> **Required work**: Revise the passage on faith and reason by rewriting everything from "The Book of" down to "such objective observation.", with "objective observation" replaced by "careful observation".

> **Passage given**:
--- start ---
Name any champion of the Enlightenment who put Reason on a pedestal. They were not athiests. Reason can lead one to believe in God. Even Thomas Paine believed in God. The faith Rand spoke against is blind faith, faith arrived at through unreasonable means. This is not the faith of the 4th Article of Faith. This sort of belief is not what Mormons seek, but what we hope to avoid.

The Book of Mormon teaches that the beginning faith is hope, or a desire to believe (Alma 32). Faith comes through experimentation (verse 27,33,36) and objective observation. Only by an objective witness can one have true faith. The basis of the faith in God among the enlightenment thinkers was such objective observation.

For a fantastic study on the subject, I highly recommend the Lectures on Faith. Look at the lecture sixth. It is clear that a knowledge of God and his will obtained through objective means is necessary for the faith in him unto eternal life.
--- end ---
> **Listed records**:
--- start ---
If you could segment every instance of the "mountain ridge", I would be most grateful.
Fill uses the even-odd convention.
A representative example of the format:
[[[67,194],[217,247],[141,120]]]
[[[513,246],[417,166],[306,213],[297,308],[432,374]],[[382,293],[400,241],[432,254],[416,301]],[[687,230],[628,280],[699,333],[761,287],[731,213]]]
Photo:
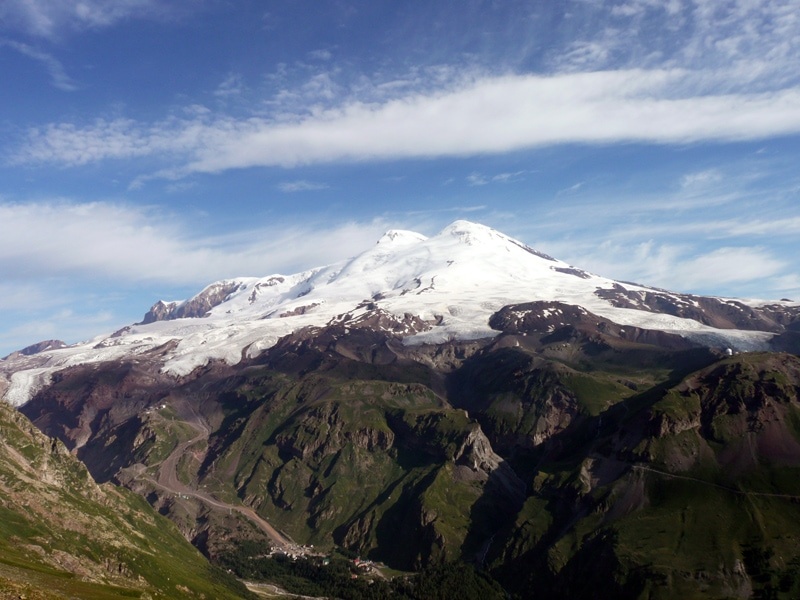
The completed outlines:
[[[484,225],[455,221],[433,237],[390,230],[372,248],[334,265],[214,282],[188,300],[158,301],[141,322],[89,342],[31,346],[0,360],[0,394],[18,406],[61,368],[167,346],[163,368],[176,376],[209,360],[235,364],[295,330],[377,308],[427,323],[407,332],[406,344],[491,338],[495,312],[530,301],[581,306],[622,326],[734,350],[769,349],[770,339],[800,314],[800,305],[785,301],[745,303],[623,284]]]

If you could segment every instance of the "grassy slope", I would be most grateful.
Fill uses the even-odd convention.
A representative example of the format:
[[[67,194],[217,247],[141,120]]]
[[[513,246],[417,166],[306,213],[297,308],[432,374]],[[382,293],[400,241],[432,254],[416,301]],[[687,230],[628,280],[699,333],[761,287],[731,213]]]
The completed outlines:
[[[246,595],[142,498],[97,486],[5,404],[0,434],[0,597]]]

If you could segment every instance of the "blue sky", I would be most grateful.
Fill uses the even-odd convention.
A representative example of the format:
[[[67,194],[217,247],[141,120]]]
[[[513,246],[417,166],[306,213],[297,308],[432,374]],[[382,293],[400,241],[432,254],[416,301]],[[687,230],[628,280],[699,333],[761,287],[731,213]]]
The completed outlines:
[[[4,0],[0,356],[484,223],[800,300],[794,0]]]

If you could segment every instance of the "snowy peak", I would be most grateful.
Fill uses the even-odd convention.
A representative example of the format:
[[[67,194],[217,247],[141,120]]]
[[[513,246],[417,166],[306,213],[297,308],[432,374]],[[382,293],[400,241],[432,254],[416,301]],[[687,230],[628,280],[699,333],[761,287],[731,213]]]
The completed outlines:
[[[405,345],[493,338],[499,333],[490,325],[493,315],[536,302],[579,308],[622,328],[738,350],[794,347],[792,327],[800,328],[796,305],[746,304],[621,283],[490,227],[455,221],[432,237],[388,231],[338,264],[218,281],[189,300],[157,302],[141,323],[110,336],[12,355],[0,361],[0,394],[21,404],[61,368],[149,353],[165,372],[185,375],[211,360],[235,364],[256,357],[284,336],[332,323],[365,323]]]
[[[390,229],[384,233],[378,240],[379,246],[406,246],[416,244],[417,242],[424,242],[428,238],[415,231],[406,231],[404,229]]]

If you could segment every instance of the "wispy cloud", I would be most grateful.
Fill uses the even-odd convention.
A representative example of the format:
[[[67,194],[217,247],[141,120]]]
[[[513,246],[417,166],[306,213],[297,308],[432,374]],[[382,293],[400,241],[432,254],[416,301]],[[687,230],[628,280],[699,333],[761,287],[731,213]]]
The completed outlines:
[[[65,92],[74,92],[78,89],[78,85],[69,75],[67,75],[67,72],[64,70],[64,66],[52,54],[34,48],[29,44],[15,42],[13,40],[3,40],[0,38],[0,47],[3,46],[11,48],[12,50],[17,51],[44,66],[44,68],[50,74],[50,80],[53,83],[53,87]]]
[[[800,132],[800,88],[703,94],[682,70],[486,76],[440,93],[351,101],[293,119],[202,115],[31,130],[12,163],[172,155],[161,175],[504,153],[553,144],[753,140]],[[324,83],[321,85],[325,85]]]
[[[301,179],[299,181],[284,181],[278,184],[278,189],[282,192],[314,192],[318,190],[327,190],[330,186],[326,183],[318,183],[314,181],[306,181]]]
[[[4,0],[0,22],[4,29],[55,38],[67,31],[108,27],[129,17],[163,16],[175,4],[160,0]]]
[[[0,271],[6,282],[91,277],[204,285],[231,274],[329,264],[369,247],[387,228],[381,219],[324,224],[310,217],[303,224],[274,223],[212,237],[197,235],[192,223],[152,208],[108,202],[3,203]]]

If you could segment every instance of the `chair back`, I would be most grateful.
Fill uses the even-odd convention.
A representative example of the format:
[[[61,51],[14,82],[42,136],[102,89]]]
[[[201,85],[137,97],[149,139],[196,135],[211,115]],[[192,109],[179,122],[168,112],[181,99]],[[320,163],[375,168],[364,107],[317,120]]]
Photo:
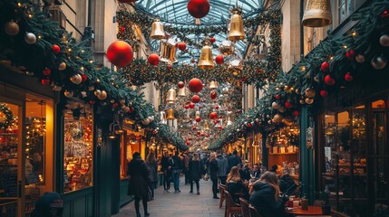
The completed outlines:
[[[259,214],[258,211],[254,206],[249,205],[248,209],[250,209],[251,217],[262,217],[262,215]]]
[[[249,203],[243,198],[239,198],[240,206],[242,207],[242,216],[250,217],[250,209],[248,208]]]

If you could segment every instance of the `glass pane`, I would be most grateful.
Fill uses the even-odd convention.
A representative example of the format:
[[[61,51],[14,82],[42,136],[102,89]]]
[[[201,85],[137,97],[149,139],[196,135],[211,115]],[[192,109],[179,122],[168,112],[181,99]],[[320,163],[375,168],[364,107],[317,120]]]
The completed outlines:
[[[92,185],[92,109],[78,102],[64,114],[64,192]]]

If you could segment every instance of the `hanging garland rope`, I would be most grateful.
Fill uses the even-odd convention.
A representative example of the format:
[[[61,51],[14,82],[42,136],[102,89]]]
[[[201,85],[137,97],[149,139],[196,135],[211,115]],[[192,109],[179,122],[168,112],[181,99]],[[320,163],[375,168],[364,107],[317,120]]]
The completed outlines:
[[[14,121],[11,108],[4,103],[0,103],[0,129],[6,129]]]

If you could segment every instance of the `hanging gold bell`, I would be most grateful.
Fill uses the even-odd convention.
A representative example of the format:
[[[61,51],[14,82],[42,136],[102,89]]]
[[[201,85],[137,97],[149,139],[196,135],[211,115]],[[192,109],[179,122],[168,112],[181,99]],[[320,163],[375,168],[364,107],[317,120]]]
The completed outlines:
[[[215,80],[209,82],[209,89],[218,89],[218,83]]]
[[[323,27],[332,24],[330,0],[308,0],[303,16],[303,25]]]
[[[169,64],[176,63],[176,42],[173,39],[160,40],[160,57],[161,61],[168,62]]]
[[[201,54],[197,66],[201,70],[212,70],[214,68],[212,50],[207,42],[204,47],[201,48]]]
[[[179,89],[179,93],[177,94],[179,97],[186,97],[187,94],[185,93],[185,88]]]
[[[229,21],[229,39],[235,42],[245,39],[246,35],[243,30],[242,16],[238,14],[238,10],[234,10],[233,13],[234,14],[232,14]]]
[[[162,23],[160,23],[159,19],[156,19],[152,23],[151,34],[150,35],[150,38],[151,38],[151,39],[162,39],[164,37],[165,37],[165,31],[163,31]]]
[[[173,108],[169,108],[169,110],[168,110],[168,117],[166,118],[166,119],[175,119]]]
[[[176,103],[176,90],[174,89],[169,90],[168,96],[166,97],[166,102],[169,104]]]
--- end ---
> **Answer to this task**:
The Book of Mormon teaches that the beginning faith is hope, or a desire to believe (Alma 32). Faith comes through experimentation (verse 27,33,36) and careful observation. Only by an objective witness can one have true faith. The basis of the faith in God among the enlightenment thinkers was such careful observation.